* START Records shown *
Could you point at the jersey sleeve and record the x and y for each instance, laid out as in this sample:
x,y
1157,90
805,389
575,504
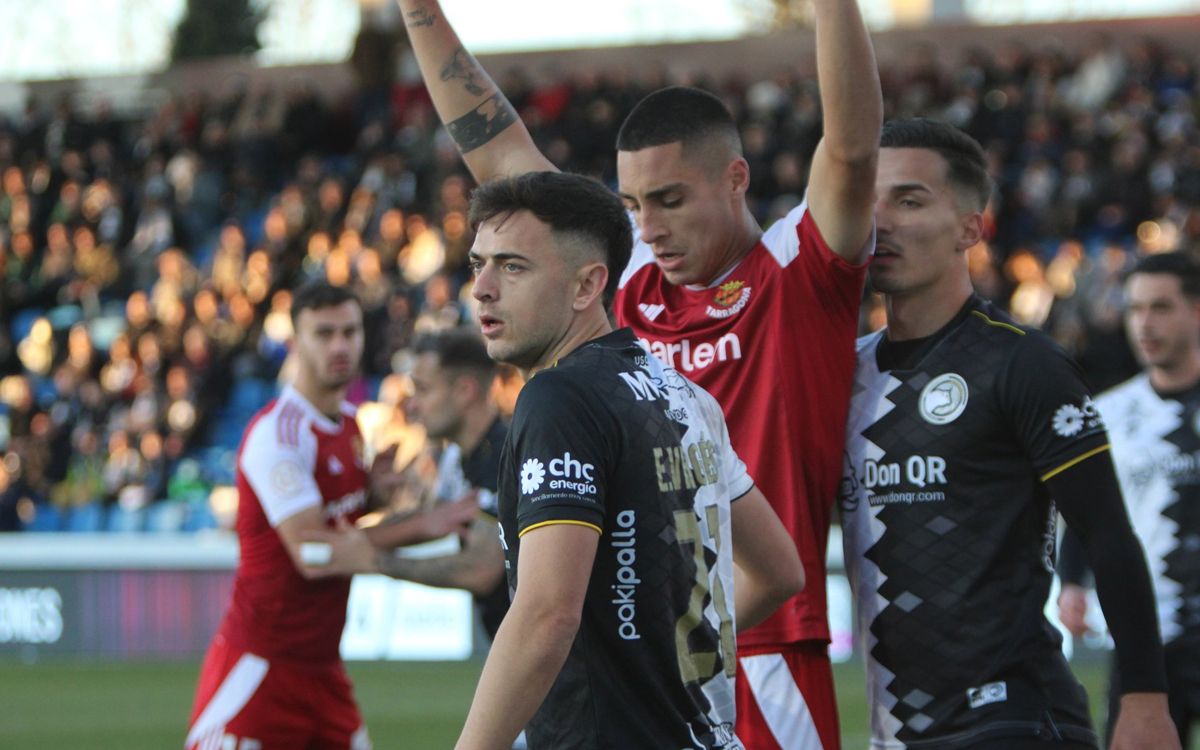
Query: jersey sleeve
x,y
822,275
280,473
739,481
559,441
1050,407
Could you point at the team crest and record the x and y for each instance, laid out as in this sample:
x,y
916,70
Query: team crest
x,y
943,399
730,299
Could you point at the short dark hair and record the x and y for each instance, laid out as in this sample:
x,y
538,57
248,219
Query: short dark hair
x,y
573,205
677,114
963,154
1179,264
460,351
319,294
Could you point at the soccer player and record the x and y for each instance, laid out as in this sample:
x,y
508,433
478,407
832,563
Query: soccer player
x,y
273,677
763,321
451,381
625,515
966,433
1153,421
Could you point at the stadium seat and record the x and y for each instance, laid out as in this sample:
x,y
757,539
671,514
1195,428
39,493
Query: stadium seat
x,y
198,517
64,316
23,322
85,519
166,517
46,519
123,520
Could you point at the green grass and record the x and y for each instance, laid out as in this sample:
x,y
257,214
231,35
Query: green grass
x,y
406,705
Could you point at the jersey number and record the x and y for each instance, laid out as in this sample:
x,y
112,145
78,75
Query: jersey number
x,y
701,665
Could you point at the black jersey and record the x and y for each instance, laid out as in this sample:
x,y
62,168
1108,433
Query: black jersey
x,y
612,439
1156,449
479,471
949,532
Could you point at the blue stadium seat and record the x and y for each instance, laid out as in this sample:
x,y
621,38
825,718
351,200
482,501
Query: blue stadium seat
x,y
123,520
85,519
199,517
64,316
166,517
23,322
46,519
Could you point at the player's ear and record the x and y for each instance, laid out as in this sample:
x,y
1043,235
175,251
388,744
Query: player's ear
x,y
738,173
591,280
970,231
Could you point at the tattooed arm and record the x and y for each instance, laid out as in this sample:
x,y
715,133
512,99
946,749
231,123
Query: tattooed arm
x,y
481,121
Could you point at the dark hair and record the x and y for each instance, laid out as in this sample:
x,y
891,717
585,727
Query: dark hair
x,y
460,351
677,114
1177,264
319,294
967,166
571,205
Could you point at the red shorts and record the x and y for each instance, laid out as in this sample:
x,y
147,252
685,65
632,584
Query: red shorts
x,y
244,702
786,699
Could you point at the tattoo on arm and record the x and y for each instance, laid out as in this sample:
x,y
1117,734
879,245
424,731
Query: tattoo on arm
x,y
484,123
420,17
465,67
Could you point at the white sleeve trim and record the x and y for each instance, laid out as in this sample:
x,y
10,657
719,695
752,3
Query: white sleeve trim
x,y
280,474
781,240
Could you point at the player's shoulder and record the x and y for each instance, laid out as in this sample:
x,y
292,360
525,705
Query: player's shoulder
x,y
1135,389
283,424
555,389
1002,333
784,239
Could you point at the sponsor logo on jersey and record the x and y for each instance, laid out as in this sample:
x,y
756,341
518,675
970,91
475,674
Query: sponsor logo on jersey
x,y
624,544
730,299
685,467
1071,419
346,504
984,695
645,385
533,472
287,478
918,472
651,311
688,357
943,399
565,472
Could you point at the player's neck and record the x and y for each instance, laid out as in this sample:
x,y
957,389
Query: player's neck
x,y
328,402
1179,377
475,424
587,325
924,312
743,241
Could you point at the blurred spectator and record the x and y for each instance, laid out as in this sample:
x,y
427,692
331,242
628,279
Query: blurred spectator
x,y
145,259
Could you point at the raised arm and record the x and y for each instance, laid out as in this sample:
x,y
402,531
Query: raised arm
x,y
483,123
841,181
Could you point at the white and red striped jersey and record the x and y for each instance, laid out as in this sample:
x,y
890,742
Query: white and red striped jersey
x,y
773,340
292,459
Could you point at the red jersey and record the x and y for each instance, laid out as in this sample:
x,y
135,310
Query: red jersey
x,y
773,341
292,457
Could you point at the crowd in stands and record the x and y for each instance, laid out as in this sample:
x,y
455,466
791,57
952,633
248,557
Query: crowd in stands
x,y
145,262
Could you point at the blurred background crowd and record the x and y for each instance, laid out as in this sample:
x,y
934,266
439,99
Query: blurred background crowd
x,y
145,262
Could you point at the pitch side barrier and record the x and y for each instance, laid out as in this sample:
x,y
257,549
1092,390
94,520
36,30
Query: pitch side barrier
x,y
162,597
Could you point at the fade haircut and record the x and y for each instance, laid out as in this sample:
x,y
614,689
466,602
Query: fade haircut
x,y
1177,264
966,163
679,114
579,211
461,353
319,294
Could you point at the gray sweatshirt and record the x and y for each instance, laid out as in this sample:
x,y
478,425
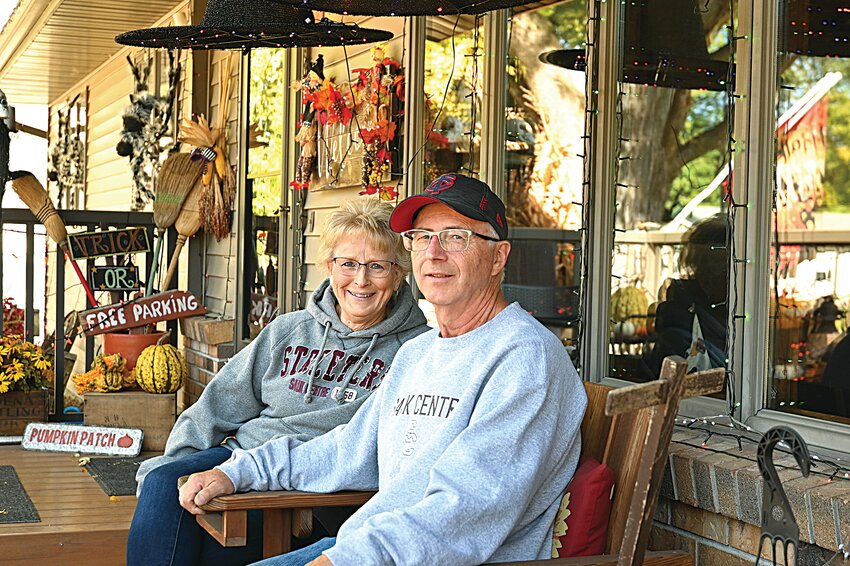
* END Records shown *
What is expected — Count the lines in the entries above that contain the string "stadium", and reply with the number alone.

Result of this exercise — 4